» STUDY TEXT
*** Block opens ***

Data analytics company Databricks announced that it raised US$5 billion (A$7.09 billion) in funding and $2 billion in new debt capacity at a $134 billion valuation.
The private company also revealed that its revenue run-rate rose 65%, exceeding $5.4 billion for the January quarter and delivering free cash flow over the past year.
Databricks also said AI products now generate $1.4 billion in revenue run-rate. In June, it also forecast 50% growth.
“With this new capital, we’ll double down on Lakebase so developers can create operational databases built for AI agents,” co-founder and CEO Ali Ghodsi said.
“At the same time, we’re investing in Genie to let every employee chat with their data, driving accurate and actionable insights.”

*** Block closes ***

» RAW DATA

*** Block opens ***

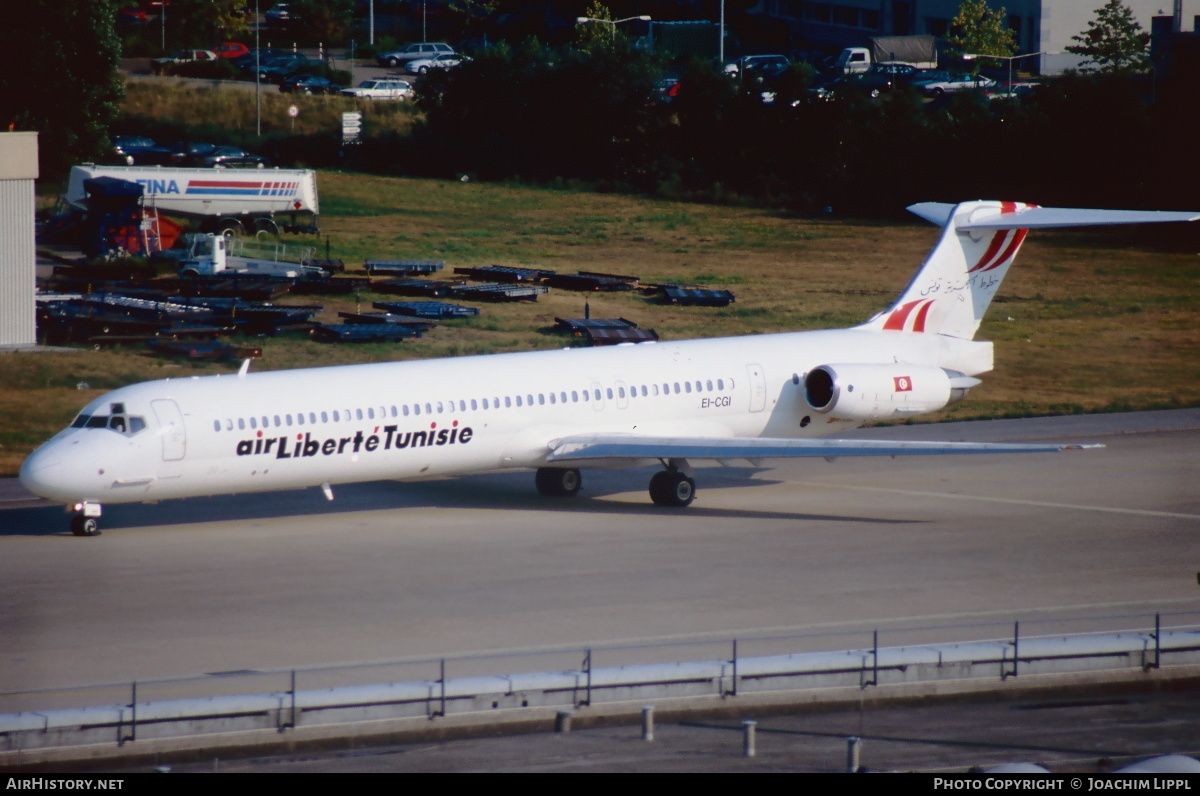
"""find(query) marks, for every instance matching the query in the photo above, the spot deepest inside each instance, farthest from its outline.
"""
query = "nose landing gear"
(85, 521)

*** Block closes ***

» ACTIONS TO TAKE
**a.** In the Databricks funding text, what valuation did the company announce alongside its new funding?
**b.** Please resume the Databricks funding text, starting right after its final sentence.

» EXPECTED RESULTS
**a.** $134 billion

**b.**
Ghodsi also told CNBC that it would consider going public “when the time is right”.
This comes as Databricks surpasses its rival Snowflake, which reported $1.21 billion in revenue for the October quarter. Snowflake’s market cap is $60.21 billion.
Snowflake (NYSE: SNOW) stocks have also risen 4.46% to $175.95.
Other fast-growing AI labs like Anthropic and OpenAI are also considering 2026 initial public offerings, according to people familiar with the matter.
Elon Musk also said that his rocket company, SpaceX, could go public this year.